*** Opening Listed entries ***

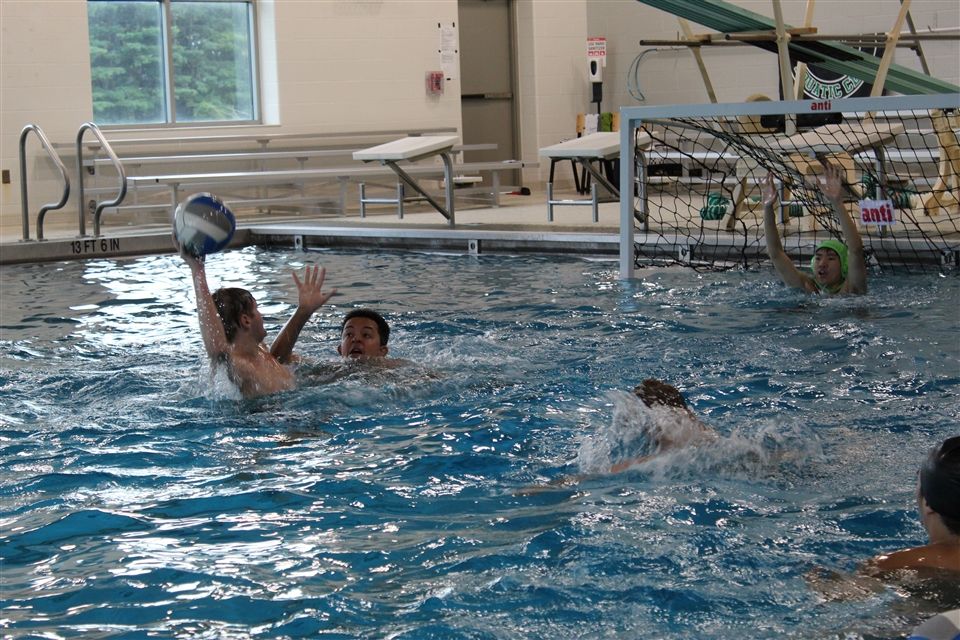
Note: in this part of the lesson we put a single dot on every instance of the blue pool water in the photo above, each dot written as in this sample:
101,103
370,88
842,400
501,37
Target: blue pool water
140,499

*** Closing Listed entries ***

> [What the task asks] All of the data is to be reproduced exactly, with the pictures left out.

> [Exercise answer]
Note: in this part of the lesson we put a single dot on every instance of the blue pool water in the photo above, each dot written as in this sample:
101,103
370,88
842,400
501,37
Target: blue pool water
140,499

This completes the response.